WHAT TO WORK ON —
1 - In the doublespeak passage, rewrite the part that opens with the words containing "In the same" and closes with "doublespeak becomes vital.", changing "Lutz" to "the critic".
2 - According to the doublespeak passage, what does the word "downsizing" stand for when it is used on the news?
3 - In the doublespeak passage, the sentence beginning "Then again" offers other ways to say that employees lost their jobs. List every one of them.

DOCUMENT PASSAGE —

·····

In the same way, William Lutz seeks to expose the ways in which language is manipulated and transformed from units of meaning into a complex code of evasion and linguistic subterfuge. Contrary to what some say language and its meaning is never dependent upon neutrality, it is, instead, always the subjective, creation of the speaker/author. De Saussure pointed out that language is indeed an arbitrary creation, the meaning of which is dependent on little more than the whims of its speakers. As Lutz points out it is precisely in the realm of meaning that understanding the jargon of doublespeak becomes vital.

For example, the word "downsizing" is employed day in day out on the news to express what would be more appropriately described as the firing or laying off of employees. Or, to employ current doublespeak we could choose to call this same act: eliminating redundancies in the human resources area or destaffing., Then again, we could also say that the employees were derecruited, deselected, dis-employed, outplaced, non-retained or idled indefinitely. The point of this little exercise is to illustrate the often complex ways that language is becoming increasingly jargon-laden and obscured for the express purpose of concealing and obfuscating its meaning, and thus, managing our reactions to it, be that from our government, corporations, health care providers or media outlets.

·····

EXCERPTED DATA —
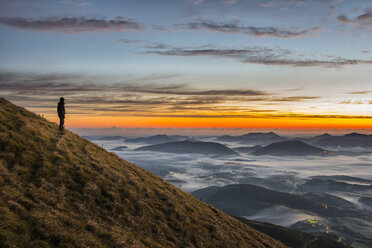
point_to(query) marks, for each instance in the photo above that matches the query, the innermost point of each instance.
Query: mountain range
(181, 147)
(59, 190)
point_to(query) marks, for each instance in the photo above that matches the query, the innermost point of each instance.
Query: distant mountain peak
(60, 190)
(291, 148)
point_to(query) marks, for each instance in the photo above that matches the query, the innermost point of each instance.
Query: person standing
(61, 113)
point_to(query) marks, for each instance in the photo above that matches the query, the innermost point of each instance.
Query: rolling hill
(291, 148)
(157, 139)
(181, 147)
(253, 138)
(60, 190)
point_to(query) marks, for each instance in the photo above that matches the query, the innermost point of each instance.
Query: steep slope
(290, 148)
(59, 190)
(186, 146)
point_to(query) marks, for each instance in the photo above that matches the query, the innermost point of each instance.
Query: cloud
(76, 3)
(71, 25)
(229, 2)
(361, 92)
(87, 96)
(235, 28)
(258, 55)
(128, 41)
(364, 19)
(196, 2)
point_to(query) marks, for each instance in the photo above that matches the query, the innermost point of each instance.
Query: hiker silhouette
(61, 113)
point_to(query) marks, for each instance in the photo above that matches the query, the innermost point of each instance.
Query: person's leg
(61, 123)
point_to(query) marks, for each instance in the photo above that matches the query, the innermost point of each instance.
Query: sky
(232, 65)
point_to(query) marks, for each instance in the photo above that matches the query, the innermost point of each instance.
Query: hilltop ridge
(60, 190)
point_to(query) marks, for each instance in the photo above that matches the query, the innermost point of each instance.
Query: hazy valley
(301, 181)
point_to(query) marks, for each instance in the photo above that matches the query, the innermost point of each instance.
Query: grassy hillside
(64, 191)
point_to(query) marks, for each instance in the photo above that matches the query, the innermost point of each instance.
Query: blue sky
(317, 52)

·····

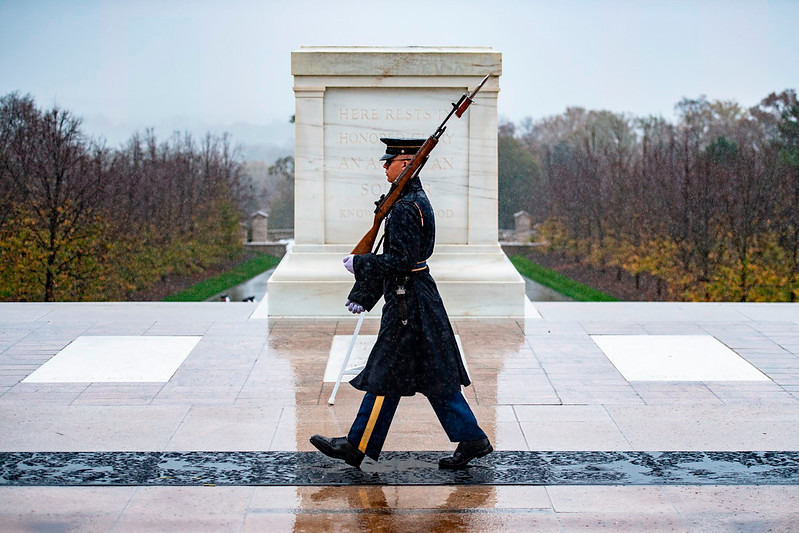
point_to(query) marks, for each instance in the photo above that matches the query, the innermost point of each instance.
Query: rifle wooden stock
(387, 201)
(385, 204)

·····

RESULTS OF THE EXERCISE —
1 -
In the same way, William the critic seeks to expose the ways in which language is manipulated and transformed from units of meaning into a complex code of evasion and linguistic subterfuge. Contrary to what some say language and its meaning is never dependent upon neutrality, it is, instead, always the subjective, creation of the speaker/author. De Saussure pointed out that language is indeed an arbitrary creation, the meaning of which is dependent on little more than the whims of its speakers. As the critic points out it is precisely in the realm of meaning that understanding the jargon of doublespeak becomes vital.

2 - The firing or laying off of employees.

3 -
- derecruited
- deselected
- dis-employed
- outplaced
- non-retained
- idled indefinitely